=== Problem ===
Nothing but an exact copy of the listing should be given.

=== Extracted data ===
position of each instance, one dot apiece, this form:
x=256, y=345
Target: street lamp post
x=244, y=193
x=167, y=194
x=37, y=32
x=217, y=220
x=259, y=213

=== Solution below ===
position of each instance, one dot apiece, this form:
x=256, y=345
Target: street lamp post
x=244, y=193
x=167, y=194
x=37, y=32
x=217, y=220
x=259, y=213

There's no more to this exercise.